### TASK INSTRUCTIONS
Render every entry verbatim.

□ □ □ □

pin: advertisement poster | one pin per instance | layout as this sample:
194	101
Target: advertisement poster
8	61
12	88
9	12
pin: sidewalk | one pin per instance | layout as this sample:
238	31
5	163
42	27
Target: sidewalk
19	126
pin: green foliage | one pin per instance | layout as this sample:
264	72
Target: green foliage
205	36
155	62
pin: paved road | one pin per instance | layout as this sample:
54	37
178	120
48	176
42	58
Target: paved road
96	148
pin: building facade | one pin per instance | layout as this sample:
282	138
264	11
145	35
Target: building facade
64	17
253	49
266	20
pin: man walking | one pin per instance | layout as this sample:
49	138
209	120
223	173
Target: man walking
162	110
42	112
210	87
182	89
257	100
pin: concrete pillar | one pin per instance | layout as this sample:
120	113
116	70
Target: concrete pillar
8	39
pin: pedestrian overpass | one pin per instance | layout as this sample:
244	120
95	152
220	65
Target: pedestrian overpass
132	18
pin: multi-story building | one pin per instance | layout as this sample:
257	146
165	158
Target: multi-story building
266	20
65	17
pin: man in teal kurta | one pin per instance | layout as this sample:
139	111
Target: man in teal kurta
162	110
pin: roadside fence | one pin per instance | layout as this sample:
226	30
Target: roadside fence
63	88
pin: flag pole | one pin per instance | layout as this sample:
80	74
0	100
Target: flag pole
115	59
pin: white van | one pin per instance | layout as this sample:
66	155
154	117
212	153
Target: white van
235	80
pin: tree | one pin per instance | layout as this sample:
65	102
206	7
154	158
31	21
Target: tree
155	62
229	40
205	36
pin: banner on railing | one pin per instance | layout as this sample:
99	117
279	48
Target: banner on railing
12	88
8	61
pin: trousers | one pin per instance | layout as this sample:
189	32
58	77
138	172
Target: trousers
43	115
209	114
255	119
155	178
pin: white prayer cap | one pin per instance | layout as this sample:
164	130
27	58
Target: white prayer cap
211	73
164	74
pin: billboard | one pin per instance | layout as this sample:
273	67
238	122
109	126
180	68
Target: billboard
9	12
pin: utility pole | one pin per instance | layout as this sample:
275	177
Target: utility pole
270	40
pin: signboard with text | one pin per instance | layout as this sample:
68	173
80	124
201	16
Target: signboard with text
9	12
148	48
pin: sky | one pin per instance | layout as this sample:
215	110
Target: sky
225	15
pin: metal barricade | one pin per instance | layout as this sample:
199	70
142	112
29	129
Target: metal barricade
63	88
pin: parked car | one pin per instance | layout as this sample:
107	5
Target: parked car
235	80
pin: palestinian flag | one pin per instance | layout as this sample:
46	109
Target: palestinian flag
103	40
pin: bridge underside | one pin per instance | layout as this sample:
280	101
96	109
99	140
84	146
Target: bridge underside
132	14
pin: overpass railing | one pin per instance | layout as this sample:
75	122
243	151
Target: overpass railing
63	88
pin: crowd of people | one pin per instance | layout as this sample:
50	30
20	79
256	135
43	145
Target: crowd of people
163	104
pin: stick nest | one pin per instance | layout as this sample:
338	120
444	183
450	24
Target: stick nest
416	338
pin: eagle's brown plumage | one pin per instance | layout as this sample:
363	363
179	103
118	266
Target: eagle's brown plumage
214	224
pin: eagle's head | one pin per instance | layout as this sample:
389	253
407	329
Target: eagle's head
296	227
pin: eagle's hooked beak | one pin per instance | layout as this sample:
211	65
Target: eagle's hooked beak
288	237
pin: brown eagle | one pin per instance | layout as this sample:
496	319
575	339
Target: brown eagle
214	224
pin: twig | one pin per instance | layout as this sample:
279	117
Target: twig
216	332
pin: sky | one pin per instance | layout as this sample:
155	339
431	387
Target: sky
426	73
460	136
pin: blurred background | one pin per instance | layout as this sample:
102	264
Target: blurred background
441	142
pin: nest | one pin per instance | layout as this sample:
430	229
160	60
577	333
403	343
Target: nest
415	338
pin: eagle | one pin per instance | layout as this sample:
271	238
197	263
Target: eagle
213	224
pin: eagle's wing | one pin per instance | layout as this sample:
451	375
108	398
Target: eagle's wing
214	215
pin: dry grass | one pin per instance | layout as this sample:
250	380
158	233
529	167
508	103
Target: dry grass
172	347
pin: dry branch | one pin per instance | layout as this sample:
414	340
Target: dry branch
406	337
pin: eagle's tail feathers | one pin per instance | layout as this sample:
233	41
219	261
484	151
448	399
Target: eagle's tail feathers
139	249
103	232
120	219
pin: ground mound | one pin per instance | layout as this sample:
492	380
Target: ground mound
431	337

□ □ □ □

### ANSWER TO THIS EXERCISE
pin: advertisement poster | one pin per instance | layout as this sample:
194	101
Target: advertisement poster
8	61
12	88
9	12
pin: sidewalk | one pin per instance | layout as this sample:
238	31
5	163
42	27
Target: sidewalk
19	126
pin: green foliage | one pin per instance | layout as this sample:
264	72
Target: green foliage
205	36
155	62
pin: paved road | one pin per instance | layout as this sample:
54	37
178	120
48	176
42	58
Target: paved road
96	148
pin: building facade | one pin per instance | layout as this sample:
282	138
264	11
145	35
Target: building facade
64	17
253	49
266	20
pin: man walking | one pin per instance | layout as this sample:
49	138
209	120
223	173
Target: man walking
162	110
42	112
210	87
182	89
257	100
pin: concrete pillar | one pin per instance | layout as this sample:
120	113
116	70
Target: concrete pillar
8	39
pin: pedestrian overpass | one pin per instance | layout as this sample:
244	120
95	152
220	65
Target: pedestrian overpass
132	18
pin: multi-story building | one pin per instance | layout as this sample:
257	146
165	158
Target: multi-story building
266	20
65	17
pin: man in teal kurta | one pin per instance | layout as this sample:
139	111
Target: man in teal kurta
162	110
pin: roadside fence | one pin per instance | layout as this sample:
226	30
Target: roadside fence
63	88
pin: flag pole | one pin per instance | layout as this sample:
80	74
0	100
Target: flag pole
115	59
pin: white van | one pin per instance | layout as this sample:
66	155
154	117
212	153
Target: white van
235	80
pin: tree | one pin per instance | layout as this sample:
65	102
206	7
154	158
31	21
Target: tree
155	62
229	40
205	36
pin: banner on railing | one pin per instance | layout as this sample:
99	117
279	48
Target: banner on railing
12	88
8	61
pin: trousers | one pin per instance | layout as this sample:
189	32
58	77
138	172
Target: trousers
43	115
209	114
255	119
155	178
pin: white prayer cap | one pin per instance | layout as this sample:
164	130
27	58
Target: white prayer cap
211	73
164	74
pin: billboard | one pin per instance | layout as this sample:
273	67
238	122
109	126
180	68
Target: billboard
9	12
pin: utility pole | one pin per instance | layout as this sample:
275	177
Target: utility pole
270	40
pin: signboard with text | one pin per instance | layout as this sample:
68	173
80	124
201	16
Target: signboard with text
9	12
148	48
pin: sky | one pin per instance | layout as this sample:
215	110
Target: sky
225	15
pin: metal barricade | one pin per instance | layout as this sample:
199	70
142	112
29	129
Target: metal barricade
63	88
pin: parked car | one pin per instance | layout as this sample:
107	5
Target: parked car
235	80
pin: palestinian flag | one pin per instance | layout as this sample:
46	109
Target: palestinian flag
103	40
pin: bridge underside | one pin per instance | layout as this sample:
280	101
96	109
99	140
84	146
Target: bridge underside
132	14
pin: overpass railing | one pin per instance | layout as this sample:
75	122
243	151
Target: overpass railing
63	88
pin: crowd of people | one pin per instance | layout as this sample:
50	30
20	79
256	135
43	145
Target: crowd of people
163	104
pin: stick nest | one pin per instance | layout as this sample:
338	120
444	183
450	24
Target: stick nest
416	338
pin: eagle's brown plumage | one pin per instance | layout as this sample:
363	363
179	103
118	266
Target: eagle's brown plumage
214	224
pin: eagle's head | one pin per instance | layout as this sample:
389	253
407	329
Target: eagle's head
296	227
pin: eagle's hooked beak | one pin per instance | layout as this sample:
211	65
Target: eagle's hooked beak
288	237
pin: brown eagle | one pin per instance | layout as this sample:
496	319
575	339
Target: brown eagle
214	224
pin: twig | one pin per instance | layout as this sample:
279	117
Target: twig
216	332
pin: sky | one pin per instance | layout as this sample:
155	339
431	387
Target: sky
426	73
460	136
pin: blurred background | one pin per instance | layout as this sample:
102	264
Target: blurred background
441	142
pin: nest | one pin per instance | layout as this sample:
430	229
160	60
577	333
403	343
Target: nest
415	338
pin: eagle | one pin per instance | layout as this sample:
271	238
197	263
Target: eagle
213	224
pin: eagle's wing | one pin per instance | layout as this sample:
451	375
108	398
Target: eagle's wing
214	215
pin: dry grass | one pin per instance | layout as this sample:
250	380
158	233
529	167
508	103
Target: dry grass
172	347
pin: dry branch | one pin per instance | layout as this sample:
414	340
Target: dry branch
406	337
pin: eagle's tail feathers | one pin per instance | layout as this sample:
233	41
219	261
484	151
448	399
Target: eagle's tail feathers
139	249
103	232
120	219
pin: ground mound | one pin per instance | layout as this sample:
492	380
Target: ground mound
431	337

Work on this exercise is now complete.